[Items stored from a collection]
* START *

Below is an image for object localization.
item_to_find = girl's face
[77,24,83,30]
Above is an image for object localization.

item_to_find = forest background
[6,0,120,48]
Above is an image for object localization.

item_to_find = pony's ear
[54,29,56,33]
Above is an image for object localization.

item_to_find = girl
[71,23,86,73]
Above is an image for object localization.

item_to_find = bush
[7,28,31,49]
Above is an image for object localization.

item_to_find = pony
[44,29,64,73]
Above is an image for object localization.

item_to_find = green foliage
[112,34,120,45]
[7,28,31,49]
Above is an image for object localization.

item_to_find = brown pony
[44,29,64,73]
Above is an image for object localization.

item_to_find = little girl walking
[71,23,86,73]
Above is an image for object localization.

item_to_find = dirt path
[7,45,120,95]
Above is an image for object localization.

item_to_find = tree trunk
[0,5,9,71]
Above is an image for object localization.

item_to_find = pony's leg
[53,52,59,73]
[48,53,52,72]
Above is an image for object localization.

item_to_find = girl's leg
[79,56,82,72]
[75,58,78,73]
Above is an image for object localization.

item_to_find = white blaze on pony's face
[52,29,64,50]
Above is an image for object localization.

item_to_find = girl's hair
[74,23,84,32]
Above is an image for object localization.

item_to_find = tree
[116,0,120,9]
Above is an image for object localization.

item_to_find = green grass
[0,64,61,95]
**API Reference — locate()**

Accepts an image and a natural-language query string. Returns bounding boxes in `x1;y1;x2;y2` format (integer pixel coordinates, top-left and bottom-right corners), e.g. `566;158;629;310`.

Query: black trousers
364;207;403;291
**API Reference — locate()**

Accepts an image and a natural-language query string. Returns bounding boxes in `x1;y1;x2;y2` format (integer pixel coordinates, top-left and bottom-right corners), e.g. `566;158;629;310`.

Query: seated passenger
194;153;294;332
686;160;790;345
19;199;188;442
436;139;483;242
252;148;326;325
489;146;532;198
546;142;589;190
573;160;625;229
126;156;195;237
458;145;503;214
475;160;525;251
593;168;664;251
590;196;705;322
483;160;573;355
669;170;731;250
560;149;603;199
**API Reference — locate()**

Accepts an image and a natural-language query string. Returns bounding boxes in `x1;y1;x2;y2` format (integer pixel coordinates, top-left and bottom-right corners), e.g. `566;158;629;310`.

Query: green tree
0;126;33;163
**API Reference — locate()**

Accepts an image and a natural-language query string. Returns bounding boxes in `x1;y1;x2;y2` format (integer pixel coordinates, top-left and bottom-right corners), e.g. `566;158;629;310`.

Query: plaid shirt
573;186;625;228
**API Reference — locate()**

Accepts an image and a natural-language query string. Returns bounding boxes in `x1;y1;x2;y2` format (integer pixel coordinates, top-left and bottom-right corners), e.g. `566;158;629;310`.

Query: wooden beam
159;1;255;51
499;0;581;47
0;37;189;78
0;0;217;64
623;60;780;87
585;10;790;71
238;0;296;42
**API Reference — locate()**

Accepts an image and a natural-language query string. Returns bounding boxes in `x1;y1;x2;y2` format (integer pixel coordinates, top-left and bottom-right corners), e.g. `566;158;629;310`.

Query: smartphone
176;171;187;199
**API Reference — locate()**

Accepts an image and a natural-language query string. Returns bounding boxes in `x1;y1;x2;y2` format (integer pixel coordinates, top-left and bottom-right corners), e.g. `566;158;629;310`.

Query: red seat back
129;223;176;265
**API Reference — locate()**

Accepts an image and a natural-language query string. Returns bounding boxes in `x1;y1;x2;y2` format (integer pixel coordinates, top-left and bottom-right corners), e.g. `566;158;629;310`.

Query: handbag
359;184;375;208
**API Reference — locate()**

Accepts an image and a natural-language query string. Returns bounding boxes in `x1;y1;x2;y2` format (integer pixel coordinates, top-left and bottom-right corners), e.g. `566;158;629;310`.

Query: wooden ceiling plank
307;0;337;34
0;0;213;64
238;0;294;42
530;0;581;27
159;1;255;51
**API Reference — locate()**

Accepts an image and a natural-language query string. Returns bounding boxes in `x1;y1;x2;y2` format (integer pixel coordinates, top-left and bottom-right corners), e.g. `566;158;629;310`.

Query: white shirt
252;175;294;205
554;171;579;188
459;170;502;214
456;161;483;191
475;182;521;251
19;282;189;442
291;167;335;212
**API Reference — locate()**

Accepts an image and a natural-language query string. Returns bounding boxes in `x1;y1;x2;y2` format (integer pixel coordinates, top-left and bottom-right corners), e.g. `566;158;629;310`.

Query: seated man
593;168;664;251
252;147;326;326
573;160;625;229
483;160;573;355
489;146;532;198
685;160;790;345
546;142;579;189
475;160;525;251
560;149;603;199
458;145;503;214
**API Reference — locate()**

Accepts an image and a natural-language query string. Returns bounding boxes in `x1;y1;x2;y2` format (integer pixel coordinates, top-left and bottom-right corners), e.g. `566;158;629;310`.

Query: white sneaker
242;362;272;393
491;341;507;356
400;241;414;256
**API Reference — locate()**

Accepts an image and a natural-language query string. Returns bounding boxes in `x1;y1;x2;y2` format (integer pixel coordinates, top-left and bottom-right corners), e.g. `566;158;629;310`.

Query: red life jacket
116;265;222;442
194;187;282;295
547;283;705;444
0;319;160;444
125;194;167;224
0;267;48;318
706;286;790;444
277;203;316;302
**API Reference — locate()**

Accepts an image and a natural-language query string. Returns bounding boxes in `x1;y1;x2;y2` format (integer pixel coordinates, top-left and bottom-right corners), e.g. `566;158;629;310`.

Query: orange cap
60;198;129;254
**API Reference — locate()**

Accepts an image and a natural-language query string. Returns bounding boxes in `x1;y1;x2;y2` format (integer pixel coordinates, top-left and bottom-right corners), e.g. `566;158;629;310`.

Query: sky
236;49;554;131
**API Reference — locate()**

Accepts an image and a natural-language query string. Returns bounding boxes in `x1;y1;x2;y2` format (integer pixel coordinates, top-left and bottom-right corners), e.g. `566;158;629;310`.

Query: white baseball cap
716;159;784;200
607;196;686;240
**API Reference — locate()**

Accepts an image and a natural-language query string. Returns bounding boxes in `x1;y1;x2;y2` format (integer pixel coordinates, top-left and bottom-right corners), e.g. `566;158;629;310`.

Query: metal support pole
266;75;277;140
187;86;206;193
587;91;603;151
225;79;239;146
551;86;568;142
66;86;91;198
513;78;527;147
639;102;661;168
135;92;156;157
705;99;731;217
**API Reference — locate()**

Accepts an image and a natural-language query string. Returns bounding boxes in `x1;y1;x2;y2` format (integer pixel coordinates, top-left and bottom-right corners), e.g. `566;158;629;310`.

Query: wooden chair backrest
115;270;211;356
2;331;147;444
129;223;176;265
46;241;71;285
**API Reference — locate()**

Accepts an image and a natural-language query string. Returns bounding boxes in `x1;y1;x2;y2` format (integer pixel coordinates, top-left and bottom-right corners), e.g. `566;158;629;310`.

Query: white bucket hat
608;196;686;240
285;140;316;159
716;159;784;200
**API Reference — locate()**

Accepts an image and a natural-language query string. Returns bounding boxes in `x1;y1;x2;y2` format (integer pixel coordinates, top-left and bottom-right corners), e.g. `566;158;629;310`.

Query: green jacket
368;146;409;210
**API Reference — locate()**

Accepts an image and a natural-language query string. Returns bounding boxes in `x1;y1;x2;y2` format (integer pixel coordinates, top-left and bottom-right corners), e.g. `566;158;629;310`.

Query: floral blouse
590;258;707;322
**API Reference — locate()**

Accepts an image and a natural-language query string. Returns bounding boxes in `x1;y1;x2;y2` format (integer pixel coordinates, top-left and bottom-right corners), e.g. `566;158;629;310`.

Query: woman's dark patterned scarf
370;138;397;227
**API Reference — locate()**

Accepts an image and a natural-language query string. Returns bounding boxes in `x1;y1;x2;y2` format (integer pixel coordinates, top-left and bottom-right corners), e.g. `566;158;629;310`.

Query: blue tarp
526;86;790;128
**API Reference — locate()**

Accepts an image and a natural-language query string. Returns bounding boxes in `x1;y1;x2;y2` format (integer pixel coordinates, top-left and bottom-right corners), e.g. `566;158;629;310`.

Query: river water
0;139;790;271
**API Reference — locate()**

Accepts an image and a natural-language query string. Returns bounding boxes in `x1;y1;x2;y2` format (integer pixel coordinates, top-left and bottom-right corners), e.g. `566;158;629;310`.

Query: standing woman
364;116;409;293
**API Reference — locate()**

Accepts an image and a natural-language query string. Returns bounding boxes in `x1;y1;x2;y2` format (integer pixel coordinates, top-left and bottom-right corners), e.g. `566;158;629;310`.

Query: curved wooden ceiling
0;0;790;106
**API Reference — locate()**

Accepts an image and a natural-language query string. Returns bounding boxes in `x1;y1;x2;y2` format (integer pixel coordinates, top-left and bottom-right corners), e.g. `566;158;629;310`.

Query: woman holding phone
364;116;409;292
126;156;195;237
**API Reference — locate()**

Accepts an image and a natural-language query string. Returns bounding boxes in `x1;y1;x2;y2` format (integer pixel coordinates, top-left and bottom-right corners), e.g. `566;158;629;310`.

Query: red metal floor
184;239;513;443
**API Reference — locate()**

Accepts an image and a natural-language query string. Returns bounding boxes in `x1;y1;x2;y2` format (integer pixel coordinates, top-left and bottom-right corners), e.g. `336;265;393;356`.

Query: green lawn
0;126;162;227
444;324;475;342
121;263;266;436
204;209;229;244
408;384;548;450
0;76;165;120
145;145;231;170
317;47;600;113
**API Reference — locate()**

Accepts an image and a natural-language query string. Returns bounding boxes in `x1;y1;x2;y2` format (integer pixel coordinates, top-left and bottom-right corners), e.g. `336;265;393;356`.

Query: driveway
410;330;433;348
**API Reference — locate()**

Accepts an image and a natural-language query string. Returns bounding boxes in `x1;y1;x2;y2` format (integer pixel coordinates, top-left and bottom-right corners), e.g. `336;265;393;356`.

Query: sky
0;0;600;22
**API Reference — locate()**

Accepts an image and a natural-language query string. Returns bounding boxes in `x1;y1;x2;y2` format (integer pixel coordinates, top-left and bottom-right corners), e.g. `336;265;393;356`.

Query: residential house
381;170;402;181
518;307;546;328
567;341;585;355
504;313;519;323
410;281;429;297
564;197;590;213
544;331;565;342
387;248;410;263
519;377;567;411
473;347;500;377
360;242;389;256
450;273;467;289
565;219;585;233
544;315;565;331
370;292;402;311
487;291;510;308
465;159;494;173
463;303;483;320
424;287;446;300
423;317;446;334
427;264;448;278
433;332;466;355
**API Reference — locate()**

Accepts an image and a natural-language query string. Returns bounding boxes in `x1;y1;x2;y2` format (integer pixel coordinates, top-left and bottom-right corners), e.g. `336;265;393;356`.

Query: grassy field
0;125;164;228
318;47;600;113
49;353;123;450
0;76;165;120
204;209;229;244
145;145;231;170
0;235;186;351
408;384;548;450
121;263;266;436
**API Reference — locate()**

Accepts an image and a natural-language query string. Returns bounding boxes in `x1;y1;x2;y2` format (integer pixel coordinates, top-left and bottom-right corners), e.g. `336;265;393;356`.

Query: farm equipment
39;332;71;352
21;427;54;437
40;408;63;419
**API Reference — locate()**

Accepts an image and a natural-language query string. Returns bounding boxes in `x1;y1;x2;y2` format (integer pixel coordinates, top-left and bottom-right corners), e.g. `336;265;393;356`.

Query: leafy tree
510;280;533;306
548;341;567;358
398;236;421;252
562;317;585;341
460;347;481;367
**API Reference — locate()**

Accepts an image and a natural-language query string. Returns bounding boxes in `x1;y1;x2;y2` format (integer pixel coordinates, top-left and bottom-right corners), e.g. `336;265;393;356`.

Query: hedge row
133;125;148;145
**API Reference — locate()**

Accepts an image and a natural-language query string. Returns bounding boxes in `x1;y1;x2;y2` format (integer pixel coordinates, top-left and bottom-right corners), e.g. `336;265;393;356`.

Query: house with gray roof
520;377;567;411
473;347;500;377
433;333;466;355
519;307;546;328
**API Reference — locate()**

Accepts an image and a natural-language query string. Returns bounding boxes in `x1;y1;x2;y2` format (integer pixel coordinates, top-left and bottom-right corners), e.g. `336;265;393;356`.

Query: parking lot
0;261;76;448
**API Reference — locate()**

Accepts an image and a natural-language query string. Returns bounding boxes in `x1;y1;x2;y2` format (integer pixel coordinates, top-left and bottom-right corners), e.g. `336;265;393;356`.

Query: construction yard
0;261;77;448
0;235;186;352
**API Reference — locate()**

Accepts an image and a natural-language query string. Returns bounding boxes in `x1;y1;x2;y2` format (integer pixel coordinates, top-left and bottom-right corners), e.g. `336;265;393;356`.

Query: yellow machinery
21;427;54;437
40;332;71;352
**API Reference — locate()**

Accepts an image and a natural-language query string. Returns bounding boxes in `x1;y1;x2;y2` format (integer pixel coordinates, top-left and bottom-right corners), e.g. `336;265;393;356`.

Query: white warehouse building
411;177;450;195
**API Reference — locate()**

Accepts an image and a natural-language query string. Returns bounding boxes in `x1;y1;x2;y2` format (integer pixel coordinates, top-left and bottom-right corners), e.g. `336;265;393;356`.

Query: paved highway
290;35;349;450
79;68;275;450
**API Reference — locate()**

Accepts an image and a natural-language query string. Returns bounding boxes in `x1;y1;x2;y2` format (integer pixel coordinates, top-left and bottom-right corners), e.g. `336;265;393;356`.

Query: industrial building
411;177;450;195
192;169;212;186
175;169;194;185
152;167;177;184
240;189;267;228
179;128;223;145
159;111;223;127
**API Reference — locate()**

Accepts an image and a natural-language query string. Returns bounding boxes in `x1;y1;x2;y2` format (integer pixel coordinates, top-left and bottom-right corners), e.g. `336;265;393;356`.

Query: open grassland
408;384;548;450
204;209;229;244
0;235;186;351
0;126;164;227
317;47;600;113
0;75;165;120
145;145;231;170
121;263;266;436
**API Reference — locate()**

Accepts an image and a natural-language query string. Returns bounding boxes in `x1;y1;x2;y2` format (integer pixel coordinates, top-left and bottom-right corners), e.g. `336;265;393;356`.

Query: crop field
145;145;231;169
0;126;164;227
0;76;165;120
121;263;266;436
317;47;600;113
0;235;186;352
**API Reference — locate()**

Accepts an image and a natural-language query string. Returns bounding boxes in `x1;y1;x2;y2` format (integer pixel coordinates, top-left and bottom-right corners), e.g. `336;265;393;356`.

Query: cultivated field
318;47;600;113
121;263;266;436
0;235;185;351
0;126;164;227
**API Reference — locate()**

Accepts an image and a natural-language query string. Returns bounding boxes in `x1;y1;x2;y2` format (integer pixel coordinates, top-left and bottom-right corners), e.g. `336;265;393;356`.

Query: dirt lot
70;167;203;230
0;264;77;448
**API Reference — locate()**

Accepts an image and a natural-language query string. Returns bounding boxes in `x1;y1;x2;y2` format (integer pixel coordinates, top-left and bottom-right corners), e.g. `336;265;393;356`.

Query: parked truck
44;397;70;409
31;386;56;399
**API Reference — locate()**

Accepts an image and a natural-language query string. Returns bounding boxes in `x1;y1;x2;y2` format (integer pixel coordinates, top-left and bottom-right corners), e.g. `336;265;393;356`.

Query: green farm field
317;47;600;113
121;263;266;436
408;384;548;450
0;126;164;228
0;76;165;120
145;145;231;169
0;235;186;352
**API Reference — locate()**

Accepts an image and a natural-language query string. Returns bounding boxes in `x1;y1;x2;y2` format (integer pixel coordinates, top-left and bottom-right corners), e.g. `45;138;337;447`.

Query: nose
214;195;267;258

* END *

• **PROMPT**
Turn everything in the listing above, from its first line down through the line containing "[116,0,120,9]", into a JSON list of strings with one string per line, skipping any blank lines.

• **TASK OUTPUT**
[
  "Below is an image for object localization.",
  "item_to_find = girl's face",
  "[77,24,83,30]",
  "Above is an image for object localization.",
  "item_to_find = forest background",
  "[6,0,120,48]",
  "Above is an image for object localization.",
  "item_to_find = pony's ear",
  "[54,29,56,33]",
  "Above is an image for object localization.",
  "item_to_find = girl",
  "[71,23,86,73]",
  "Above is an image for object localization.",
  "item_to_find = bush",
  "[7,28,31,49]",
  "Above is an image for object localization.",
  "item_to_find = pony",
  "[44,29,64,73]",
  "Above is an image for object localization.",
  "item_to_find = green foliage",
  "[112,34,120,45]",
  "[7,28,31,49]",
  "Above is an image for object localization.",
  "item_to_find = brown pony",
  "[44,29,64,73]",
  "Above is an image for object localization.",
  "item_to_find = little girl walking",
  "[71,23,86,73]",
  "Above is an image for object localization.",
  "item_to_find = dirt path",
  "[7,45,120,95]",
  "Above is an image for object localization.",
  "item_to_find = tree trunk",
  "[0,5,9,71]",
  "Above is an image for object localization.",
  "item_to_find = pony's leg",
  "[53,52,59,73]",
  "[48,53,52,72]",
  "Above is an image for object localization.",
  "item_to_find = girl's leg",
  "[79,56,82,72]",
  "[75,58,78,73]",
  "Above is an image for object localization.",
  "item_to_find = white blaze on pony's face",
  "[52,29,64,50]",
  "Above is an image for object localization.",
  "item_to_find = girl's hair",
  "[74,23,84,32]",
  "Above is an image for object localization.",
  "item_to_find = tree",
  "[116,0,120,9]"
]